-------- 分析用テキスト

健康コラム

ドクター・ショッピング

風邪や糖尿病など比較的良く知られた病気の場合は、どの病院にかかったらよいのか迷うことはほとんどないと思います。しかし、ある種の癌や神経疾患など余りなじみの無い病気にかかった時、本当にその先生の診断や治療で良いのか、疑問や不安が起こってくることもあります。そのような際には、かかりつけの病院以外の専門医や大学病院などを訪れることもあります。このことは、最近は、「セカンド・オピニオン」を求める行動と呼び、患者さんの権利として認められてきています。

しかし、それほど深刻でなくとも、体のホテリやダルさ、頭重感、肩凝り、圧迫感など多くの身体不調が次々に起こって来た時など、どの病院にかかって良いのか迷う事も多いかと思います。このような時かかりつけの病院で治療を受けても、うまくいかない場合に、内科や外科、耳鼻科や産婦人科などさなざまな専門医を次々に回って行く方がおられます。このような方を、「ドクター・ショッピング」と言い、お医者さんにとってあまり歓迎されない患者さんの響きがあります。このことは、よく「先生を信頼したら治る」と言われることと関係することです。

----------------
-------- 抽出データ

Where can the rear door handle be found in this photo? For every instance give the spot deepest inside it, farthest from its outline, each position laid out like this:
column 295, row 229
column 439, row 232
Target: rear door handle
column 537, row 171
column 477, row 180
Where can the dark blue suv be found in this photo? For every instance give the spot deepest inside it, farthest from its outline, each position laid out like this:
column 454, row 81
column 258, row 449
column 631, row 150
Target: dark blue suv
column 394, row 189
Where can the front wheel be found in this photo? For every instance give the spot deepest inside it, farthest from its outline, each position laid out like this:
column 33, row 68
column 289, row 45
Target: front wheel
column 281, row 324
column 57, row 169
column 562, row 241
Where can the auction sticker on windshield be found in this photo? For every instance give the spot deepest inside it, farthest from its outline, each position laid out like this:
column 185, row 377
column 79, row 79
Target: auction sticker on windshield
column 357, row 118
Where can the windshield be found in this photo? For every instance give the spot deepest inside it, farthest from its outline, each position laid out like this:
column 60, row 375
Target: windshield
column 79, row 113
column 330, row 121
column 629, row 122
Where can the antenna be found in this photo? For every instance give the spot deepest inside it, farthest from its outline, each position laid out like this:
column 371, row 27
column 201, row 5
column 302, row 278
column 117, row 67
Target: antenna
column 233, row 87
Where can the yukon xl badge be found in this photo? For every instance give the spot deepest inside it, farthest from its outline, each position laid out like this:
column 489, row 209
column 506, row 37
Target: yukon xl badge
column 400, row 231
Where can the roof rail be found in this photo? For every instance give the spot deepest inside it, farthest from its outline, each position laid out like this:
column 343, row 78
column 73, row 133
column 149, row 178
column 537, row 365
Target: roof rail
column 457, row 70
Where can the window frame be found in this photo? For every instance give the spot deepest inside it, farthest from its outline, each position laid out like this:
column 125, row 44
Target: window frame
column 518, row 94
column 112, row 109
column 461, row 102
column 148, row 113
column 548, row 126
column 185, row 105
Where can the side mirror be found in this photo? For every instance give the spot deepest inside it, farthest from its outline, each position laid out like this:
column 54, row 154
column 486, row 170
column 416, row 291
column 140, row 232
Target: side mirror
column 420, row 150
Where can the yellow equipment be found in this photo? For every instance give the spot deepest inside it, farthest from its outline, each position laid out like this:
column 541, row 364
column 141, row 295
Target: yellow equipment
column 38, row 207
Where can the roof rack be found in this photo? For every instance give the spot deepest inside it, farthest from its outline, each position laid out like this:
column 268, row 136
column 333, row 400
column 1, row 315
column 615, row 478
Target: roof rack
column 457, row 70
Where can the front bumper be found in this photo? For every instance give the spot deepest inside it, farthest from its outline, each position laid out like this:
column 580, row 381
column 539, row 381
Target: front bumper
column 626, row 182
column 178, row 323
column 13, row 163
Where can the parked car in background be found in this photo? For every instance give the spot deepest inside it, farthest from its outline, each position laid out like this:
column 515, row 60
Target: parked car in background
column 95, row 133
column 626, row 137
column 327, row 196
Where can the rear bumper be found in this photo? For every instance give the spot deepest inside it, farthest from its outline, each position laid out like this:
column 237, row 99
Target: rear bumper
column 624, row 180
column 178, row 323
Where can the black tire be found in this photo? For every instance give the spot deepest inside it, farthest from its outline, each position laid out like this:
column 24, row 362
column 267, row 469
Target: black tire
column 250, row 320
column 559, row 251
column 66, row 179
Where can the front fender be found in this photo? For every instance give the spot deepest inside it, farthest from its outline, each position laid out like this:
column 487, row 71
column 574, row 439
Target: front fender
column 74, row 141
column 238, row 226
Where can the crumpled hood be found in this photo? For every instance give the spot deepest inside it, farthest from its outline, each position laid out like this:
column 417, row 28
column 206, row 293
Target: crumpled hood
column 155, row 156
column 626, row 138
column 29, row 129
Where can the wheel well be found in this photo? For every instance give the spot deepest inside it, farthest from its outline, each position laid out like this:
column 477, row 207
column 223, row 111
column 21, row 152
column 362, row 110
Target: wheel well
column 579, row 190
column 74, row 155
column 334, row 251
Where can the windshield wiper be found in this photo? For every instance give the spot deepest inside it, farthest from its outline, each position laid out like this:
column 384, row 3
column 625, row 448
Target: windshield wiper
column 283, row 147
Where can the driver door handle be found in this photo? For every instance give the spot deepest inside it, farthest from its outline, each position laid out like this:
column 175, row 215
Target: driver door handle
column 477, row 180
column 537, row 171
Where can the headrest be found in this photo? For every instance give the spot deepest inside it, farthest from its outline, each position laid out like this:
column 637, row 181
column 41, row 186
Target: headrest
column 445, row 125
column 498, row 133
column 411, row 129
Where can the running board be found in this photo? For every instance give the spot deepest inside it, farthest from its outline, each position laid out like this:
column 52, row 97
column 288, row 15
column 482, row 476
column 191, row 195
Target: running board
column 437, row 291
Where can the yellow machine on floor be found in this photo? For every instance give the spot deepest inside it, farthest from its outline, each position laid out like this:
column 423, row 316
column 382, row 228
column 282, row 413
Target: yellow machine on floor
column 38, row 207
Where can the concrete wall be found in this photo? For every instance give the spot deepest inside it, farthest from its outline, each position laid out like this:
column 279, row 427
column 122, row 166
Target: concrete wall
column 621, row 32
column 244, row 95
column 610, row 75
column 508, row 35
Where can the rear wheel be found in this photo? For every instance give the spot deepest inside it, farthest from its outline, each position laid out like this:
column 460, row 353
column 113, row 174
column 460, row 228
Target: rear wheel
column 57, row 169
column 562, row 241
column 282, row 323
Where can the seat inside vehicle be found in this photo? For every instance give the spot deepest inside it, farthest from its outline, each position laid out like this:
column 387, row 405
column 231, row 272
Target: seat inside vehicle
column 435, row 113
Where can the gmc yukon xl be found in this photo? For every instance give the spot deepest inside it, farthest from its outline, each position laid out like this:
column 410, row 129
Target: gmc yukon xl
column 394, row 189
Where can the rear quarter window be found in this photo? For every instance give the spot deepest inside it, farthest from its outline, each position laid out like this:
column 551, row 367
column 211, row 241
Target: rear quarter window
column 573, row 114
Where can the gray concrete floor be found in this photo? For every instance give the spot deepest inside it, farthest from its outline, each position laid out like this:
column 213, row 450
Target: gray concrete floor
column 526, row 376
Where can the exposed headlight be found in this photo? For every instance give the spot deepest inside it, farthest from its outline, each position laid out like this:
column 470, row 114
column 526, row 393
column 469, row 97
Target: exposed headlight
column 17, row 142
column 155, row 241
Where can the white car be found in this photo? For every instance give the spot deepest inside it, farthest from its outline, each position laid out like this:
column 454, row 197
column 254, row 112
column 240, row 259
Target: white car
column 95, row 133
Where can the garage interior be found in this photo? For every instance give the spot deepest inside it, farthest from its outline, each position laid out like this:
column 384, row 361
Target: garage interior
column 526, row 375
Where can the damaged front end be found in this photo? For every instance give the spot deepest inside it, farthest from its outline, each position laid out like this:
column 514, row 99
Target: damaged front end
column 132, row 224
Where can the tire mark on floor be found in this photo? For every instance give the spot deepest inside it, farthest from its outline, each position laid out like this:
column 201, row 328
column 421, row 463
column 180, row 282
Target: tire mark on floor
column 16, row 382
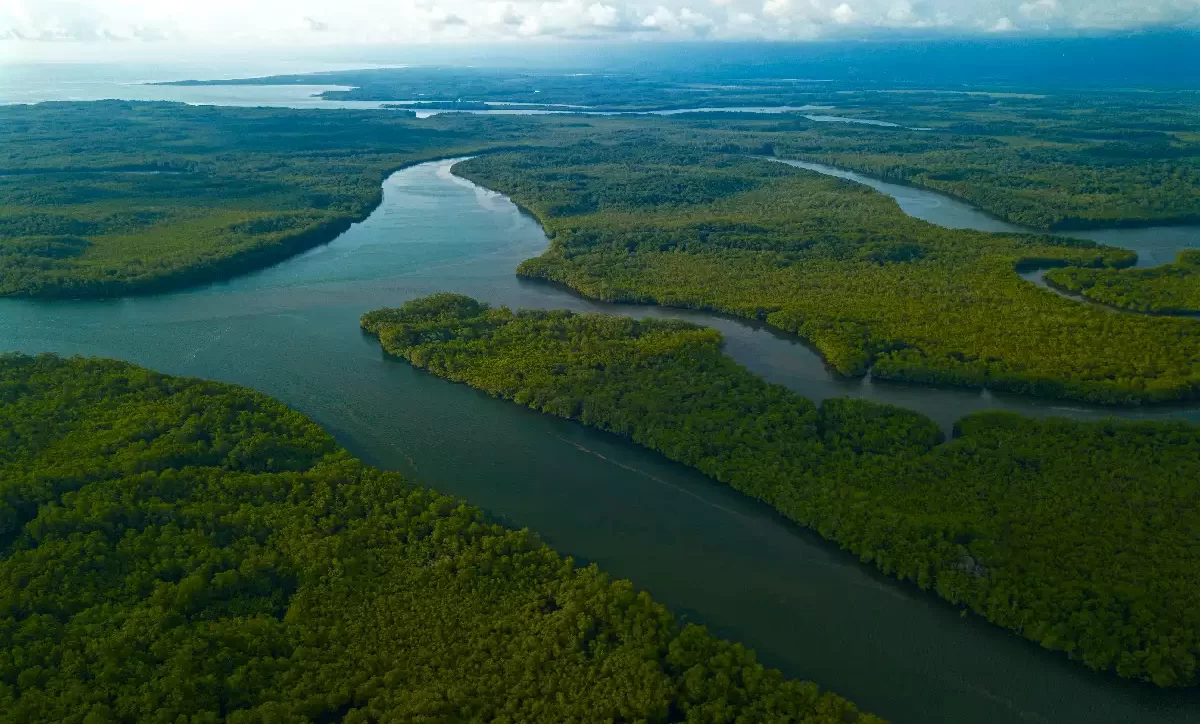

----------------

作業指示:
1) ドクター・ショッピングの文章では、かかりつけ以外の専門医や大学病院を訪れる行動は、最近何と呼ばれていますか？
2) ドクター・ショッピングの文章を、最後の文の後から続けて書いてください。
データはドクター・ショッピングの文章とは別の資料です。

回答:
1) 「セカンド・オピニオン」を求める行動と呼ばれています。

2)
信頼があれば病気が治るということは正しい話です。しかし一方、患者さんが医者を信頼しようと努力するのには無理があるように思います。信頼は自然と湧き出で来るものであり、無理をしては作れるものではないからです。「ドクター・ショッピング」も実は、方々専門家を回って、相性の良い専門家に出会うチャンスを作ろうとしている患者さんの姿であると考えます。例え、結局最初のお医者さんに戻ったとしても、今度は、自然に信頼感が湧いていますから、治療もうまく行くことが期待されます。

じっくりと、相性の良い治療環境や治療者を探してあちこち回ることは決して無駄なことではありませんし、恥ずかしいことでもありません。